§ Set problem: Reproduce, word for word, the lines of the records that start at the line containing "(format x=61, y=5)" and end at the line containing "x=192, y=204", including both of those lines. Output only those lines.

·····

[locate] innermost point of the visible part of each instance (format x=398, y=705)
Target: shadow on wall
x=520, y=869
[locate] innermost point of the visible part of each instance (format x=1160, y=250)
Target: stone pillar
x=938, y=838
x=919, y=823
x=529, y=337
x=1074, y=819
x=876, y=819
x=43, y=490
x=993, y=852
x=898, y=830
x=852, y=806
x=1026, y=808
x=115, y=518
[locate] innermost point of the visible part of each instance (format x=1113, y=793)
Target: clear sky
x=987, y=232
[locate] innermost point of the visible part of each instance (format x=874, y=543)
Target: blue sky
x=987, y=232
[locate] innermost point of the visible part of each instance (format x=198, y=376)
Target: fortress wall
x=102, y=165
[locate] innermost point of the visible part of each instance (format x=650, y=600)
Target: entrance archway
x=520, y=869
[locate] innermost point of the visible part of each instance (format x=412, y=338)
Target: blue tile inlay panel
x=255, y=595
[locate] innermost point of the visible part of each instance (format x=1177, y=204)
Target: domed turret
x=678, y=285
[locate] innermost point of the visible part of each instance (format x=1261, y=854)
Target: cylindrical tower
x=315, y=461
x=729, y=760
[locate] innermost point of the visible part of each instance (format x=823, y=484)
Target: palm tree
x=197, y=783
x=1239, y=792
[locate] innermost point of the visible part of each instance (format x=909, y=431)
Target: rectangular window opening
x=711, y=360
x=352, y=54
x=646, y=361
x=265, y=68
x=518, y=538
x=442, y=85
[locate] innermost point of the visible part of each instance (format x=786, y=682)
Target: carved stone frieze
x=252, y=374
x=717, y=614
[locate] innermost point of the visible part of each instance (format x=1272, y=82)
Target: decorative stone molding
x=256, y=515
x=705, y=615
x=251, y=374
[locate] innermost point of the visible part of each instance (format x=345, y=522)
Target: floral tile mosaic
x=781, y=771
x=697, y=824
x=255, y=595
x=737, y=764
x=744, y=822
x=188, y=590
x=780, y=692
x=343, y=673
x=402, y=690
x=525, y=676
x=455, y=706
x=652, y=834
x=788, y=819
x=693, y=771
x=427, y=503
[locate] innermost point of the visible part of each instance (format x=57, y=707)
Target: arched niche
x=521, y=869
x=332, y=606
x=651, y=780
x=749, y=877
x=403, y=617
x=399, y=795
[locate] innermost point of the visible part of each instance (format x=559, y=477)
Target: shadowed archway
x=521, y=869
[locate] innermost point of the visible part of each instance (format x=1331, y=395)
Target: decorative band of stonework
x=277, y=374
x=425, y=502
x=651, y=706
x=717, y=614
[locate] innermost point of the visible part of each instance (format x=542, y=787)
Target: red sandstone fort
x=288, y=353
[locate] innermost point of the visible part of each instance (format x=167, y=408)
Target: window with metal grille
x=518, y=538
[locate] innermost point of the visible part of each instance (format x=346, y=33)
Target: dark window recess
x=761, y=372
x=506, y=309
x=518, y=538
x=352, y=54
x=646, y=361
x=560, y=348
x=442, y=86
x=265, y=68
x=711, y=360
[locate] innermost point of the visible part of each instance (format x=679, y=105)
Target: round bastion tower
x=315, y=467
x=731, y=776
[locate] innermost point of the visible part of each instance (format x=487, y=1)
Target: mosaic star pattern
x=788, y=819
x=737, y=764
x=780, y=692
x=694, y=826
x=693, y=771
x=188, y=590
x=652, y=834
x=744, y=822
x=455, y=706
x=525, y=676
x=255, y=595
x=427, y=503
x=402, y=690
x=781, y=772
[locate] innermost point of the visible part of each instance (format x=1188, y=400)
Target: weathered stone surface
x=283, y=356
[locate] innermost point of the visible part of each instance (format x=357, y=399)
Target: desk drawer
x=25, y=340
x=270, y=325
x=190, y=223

·····

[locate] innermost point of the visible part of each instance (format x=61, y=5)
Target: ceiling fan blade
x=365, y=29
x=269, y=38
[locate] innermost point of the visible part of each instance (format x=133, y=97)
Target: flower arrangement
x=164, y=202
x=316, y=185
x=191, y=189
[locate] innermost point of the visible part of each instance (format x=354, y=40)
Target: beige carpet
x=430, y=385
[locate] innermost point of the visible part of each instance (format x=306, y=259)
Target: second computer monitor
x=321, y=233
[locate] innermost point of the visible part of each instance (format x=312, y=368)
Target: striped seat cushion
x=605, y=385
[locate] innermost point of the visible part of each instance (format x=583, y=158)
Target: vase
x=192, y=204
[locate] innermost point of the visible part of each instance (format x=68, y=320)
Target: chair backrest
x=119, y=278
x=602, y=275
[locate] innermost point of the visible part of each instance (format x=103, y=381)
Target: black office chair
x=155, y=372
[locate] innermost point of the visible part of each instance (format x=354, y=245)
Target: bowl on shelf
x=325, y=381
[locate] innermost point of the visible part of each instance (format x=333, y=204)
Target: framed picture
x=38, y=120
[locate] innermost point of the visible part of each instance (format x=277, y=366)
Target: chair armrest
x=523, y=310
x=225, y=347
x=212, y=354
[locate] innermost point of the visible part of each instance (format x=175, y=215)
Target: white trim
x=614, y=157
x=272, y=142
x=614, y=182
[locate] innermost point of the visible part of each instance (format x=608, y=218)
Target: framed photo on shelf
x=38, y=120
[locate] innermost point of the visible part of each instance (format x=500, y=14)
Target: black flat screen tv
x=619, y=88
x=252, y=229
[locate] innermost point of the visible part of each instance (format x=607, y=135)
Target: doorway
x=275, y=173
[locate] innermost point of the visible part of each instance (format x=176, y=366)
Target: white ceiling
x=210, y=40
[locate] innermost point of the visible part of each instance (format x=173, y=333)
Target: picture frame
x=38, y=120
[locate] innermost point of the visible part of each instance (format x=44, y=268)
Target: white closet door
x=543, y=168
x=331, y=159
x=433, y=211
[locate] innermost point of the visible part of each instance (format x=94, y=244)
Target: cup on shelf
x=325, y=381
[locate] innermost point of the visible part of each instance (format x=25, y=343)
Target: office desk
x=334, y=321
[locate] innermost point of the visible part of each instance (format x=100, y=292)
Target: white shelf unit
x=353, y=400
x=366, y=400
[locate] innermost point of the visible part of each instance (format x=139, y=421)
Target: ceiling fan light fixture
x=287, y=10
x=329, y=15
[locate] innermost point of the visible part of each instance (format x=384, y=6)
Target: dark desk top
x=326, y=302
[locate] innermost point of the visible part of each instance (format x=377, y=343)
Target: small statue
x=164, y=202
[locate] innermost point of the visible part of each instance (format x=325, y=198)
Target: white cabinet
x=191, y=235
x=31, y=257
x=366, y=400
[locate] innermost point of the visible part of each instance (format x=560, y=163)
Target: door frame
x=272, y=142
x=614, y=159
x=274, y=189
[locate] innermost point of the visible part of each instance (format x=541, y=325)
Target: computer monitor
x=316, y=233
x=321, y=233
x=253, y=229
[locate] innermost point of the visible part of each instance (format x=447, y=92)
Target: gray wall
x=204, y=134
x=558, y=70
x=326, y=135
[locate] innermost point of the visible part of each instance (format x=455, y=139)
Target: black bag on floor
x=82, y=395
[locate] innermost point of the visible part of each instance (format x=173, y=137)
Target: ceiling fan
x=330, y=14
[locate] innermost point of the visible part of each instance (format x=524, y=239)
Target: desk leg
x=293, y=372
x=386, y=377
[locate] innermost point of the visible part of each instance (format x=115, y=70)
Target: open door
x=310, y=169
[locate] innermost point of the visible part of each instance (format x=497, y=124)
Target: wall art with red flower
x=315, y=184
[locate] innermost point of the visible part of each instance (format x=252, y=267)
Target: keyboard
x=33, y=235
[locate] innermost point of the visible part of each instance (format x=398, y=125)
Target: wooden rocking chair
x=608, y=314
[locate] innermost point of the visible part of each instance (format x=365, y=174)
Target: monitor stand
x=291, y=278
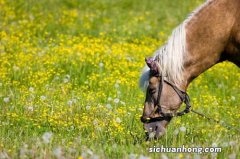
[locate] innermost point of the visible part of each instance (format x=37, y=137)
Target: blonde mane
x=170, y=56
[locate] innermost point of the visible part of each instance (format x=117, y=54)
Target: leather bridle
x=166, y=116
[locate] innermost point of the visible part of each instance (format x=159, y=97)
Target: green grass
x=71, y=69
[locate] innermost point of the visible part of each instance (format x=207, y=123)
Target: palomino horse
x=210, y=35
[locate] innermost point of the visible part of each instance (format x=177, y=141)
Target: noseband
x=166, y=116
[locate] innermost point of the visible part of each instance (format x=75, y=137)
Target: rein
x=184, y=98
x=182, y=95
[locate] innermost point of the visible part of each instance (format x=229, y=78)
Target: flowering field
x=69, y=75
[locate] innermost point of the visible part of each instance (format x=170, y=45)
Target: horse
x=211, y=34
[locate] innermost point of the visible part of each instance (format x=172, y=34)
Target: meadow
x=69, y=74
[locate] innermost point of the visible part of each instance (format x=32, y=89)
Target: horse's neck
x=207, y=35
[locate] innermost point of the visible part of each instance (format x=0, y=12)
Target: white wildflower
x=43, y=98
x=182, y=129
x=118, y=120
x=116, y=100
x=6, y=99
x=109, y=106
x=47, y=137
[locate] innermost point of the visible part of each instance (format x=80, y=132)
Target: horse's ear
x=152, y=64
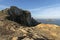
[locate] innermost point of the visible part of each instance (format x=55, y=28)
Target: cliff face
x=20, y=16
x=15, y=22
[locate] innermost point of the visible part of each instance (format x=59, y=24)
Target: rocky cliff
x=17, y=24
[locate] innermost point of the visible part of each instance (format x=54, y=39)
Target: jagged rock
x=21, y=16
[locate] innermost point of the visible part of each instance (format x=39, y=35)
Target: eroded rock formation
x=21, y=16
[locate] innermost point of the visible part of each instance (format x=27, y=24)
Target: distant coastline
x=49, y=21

·····

§ Result below:
[locate] innermost point of the visible part of each instance (format x=61, y=5)
Target: ceiling fan blade
x=365, y=29
x=269, y=38
[locate] innermost point of the visible part of each instance (format x=133, y=97)
Target: flower arrangement
x=164, y=202
x=316, y=185
x=191, y=189
[locate] innermost point of the visible part of each instance (format x=354, y=40)
Target: beige carpet
x=430, y=385
[locate] innermost point of the visible part of each instance (format x=306, y=259)
Target: second computer monitor
x=321, y=233
[locate] innermost point of the visible part of each instance (format x=312, y=368)
Target: striped seat cushion
x=605, y=385
[locate] innermost point of the visible part of each instance (format x=583, y=158)
Target: vase
x=192, y=204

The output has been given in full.